Taiwo Ogunjobi

Personal information
- Full name: CHIEF Taiwo Joseph Ogunjobi
- Date of birth: 17 August 1953
- Place of birth: Ilesa, Nigeria
- Date of death: 11 February 2019 (aged 65)
- Place of death: Ibadan, Nigeria
- Position: Centre-back

Senior career*
- Years: Team / Apps / (Gls)
- 1973–1975: Shooting Stars
- 1980–1986: Shooting Stars

International career
- Nigeria

= Taiwo Ogunjobi =

Nigerian footballer and administrator (1953–2019)

Taiwo Joseph Ogunjobi (17 August 1953 – 11 February 2019) was a Nigerian football player and administrator. He played as a centre-back for Shooting Stars and represented Nigeria internationally. He later held posts as an administrator at club and state levels, and with the Nigeria Football Federation (NFF) and its predecessor the Nigeria Football Association, serving as secretary-general between 2002 and 2005.

### Tasks for this exercise
**1)** Duplicate the stretch of the Taiwo Ogunjobi article from "Taiwo Joseph Ogunjobi (17" through "2002 and 2005.".
**2)** Summarize the Taiwo Ogunjobi article in two sentences.
**3)** According to the Taiwo Ogunjobi article, in which city did he die?
The listing that comes next is from a different source and has nothing to do with this text.

### Data shown
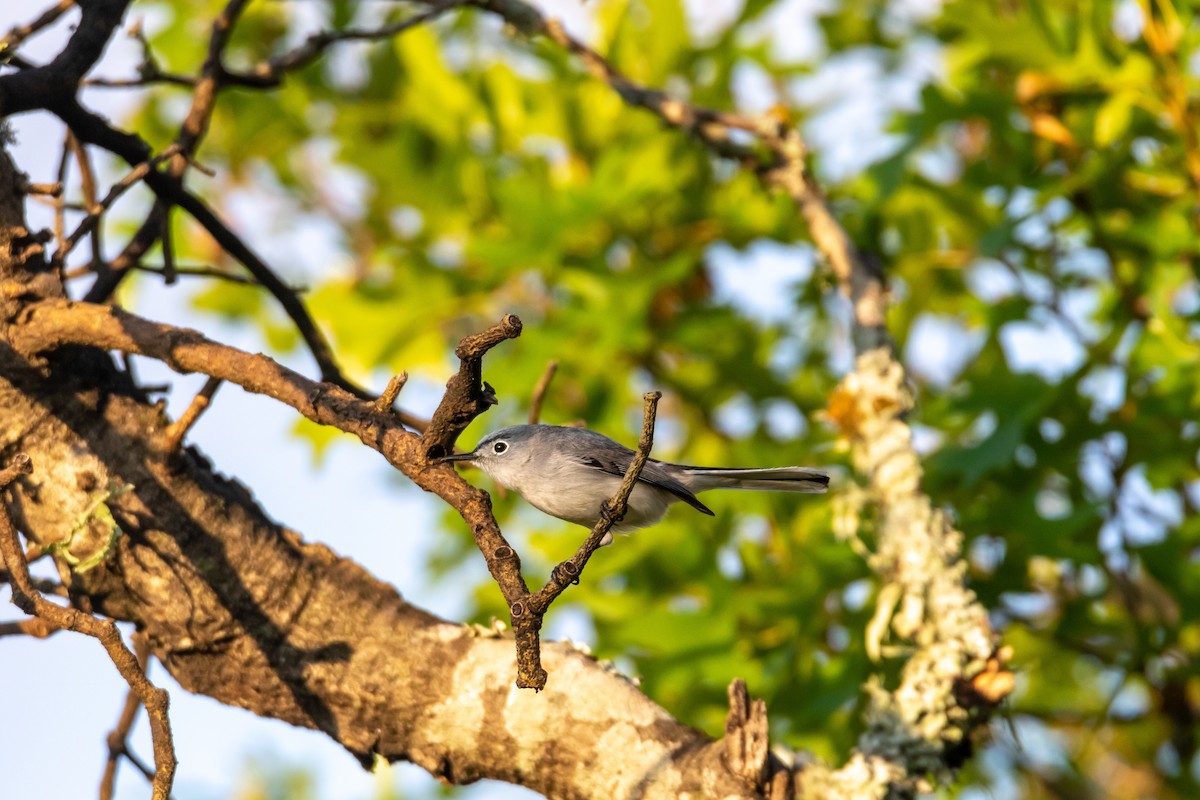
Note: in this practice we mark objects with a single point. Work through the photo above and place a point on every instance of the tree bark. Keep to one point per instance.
(241, 609)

### Responses for each task
**1)**
Taiwo Joseph Ogunjobi (17 August 1953 – 11 February 2019) was a Nigerian football player and administrator. He played as a centre-back for Shooting Stars and represented Nigeria internationally. He later held posts as an administrator at club and state levels, and with the Nigeria Football Federation (NFF) and its predecessor the Nigeria Football Association, serving as secretary-general between 2002 and 2005.

**2)** Taiwo Joseph Ogunjobi (1953–2019) was a Nigerian footballer who played as a centre-back for Shooting Stars and represented Nigeria internationally. He later worked as a football administrator at club and state levels and with the Nigeria Football Federation and its predecessor, serving as secretary-general from 2002 to 2005.

**3)** Ibadan, Nigeria.